■ **Written request**: Echo every line of the items below word for word, but leave the pictures out of your answer.

■ **Stored data**:
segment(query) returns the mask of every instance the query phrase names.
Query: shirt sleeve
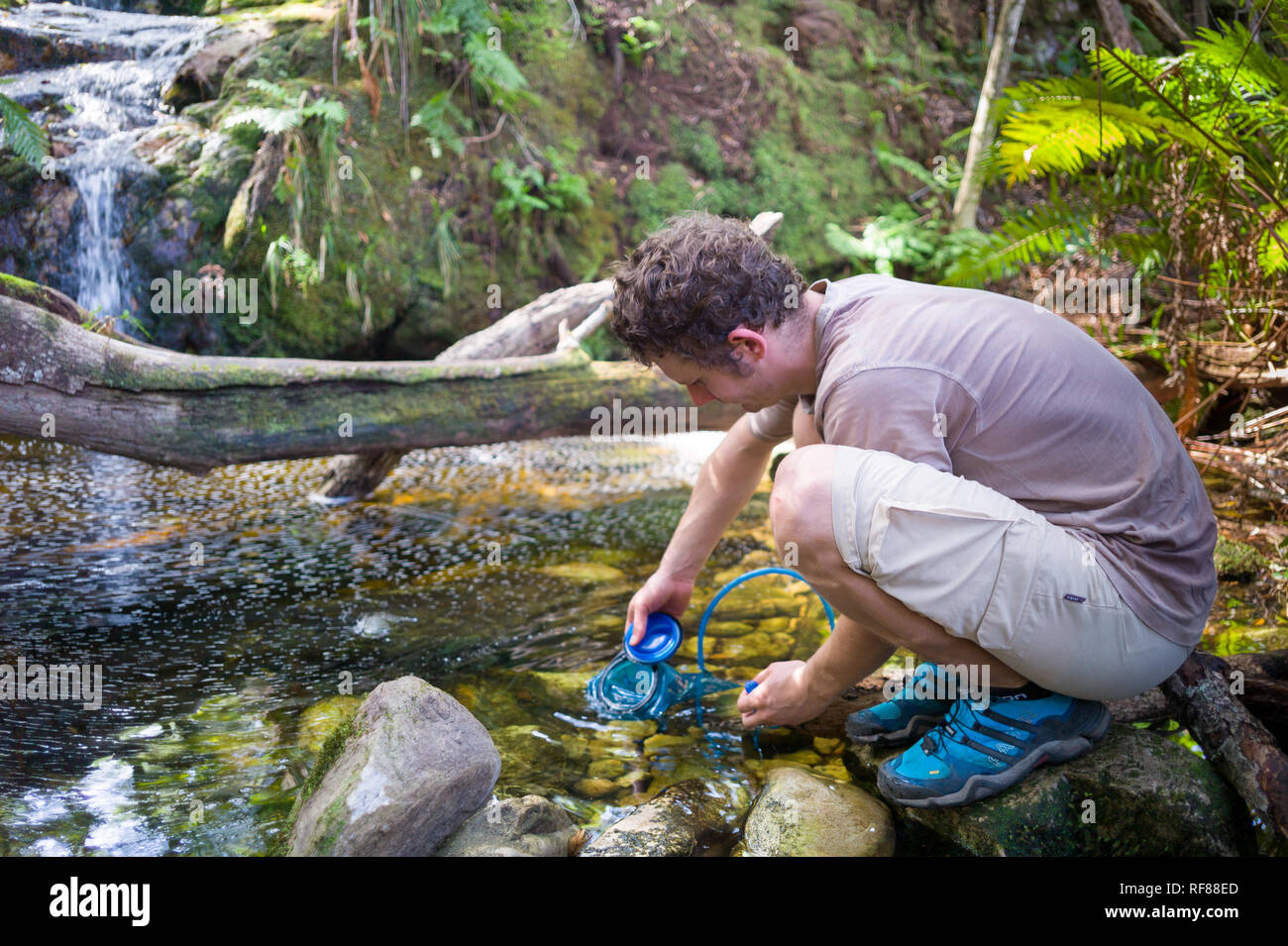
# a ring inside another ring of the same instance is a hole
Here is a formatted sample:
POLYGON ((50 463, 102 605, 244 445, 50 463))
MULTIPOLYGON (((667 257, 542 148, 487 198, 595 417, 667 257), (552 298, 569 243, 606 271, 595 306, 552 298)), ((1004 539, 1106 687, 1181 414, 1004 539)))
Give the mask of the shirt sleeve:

■ **Problem solution**:
segment(query) returns the mask of every instance the query phrase names.
Query: shirt sleeve
# a ring inside another ring of the same instance is a hole
Here is a formatted sample:
POLYGON ((50 463, 102 605, 244 445, 50 463))
MULTIPOLYGON (((667 257, 542 148, 487 198, 595 417, 667 257), (552 298, 569 243, 606 271, 595 306, 552 298)), ((1004 539, 1106 687, 1181 414, 1004 539)))
Give the mask of the shirt sleeve:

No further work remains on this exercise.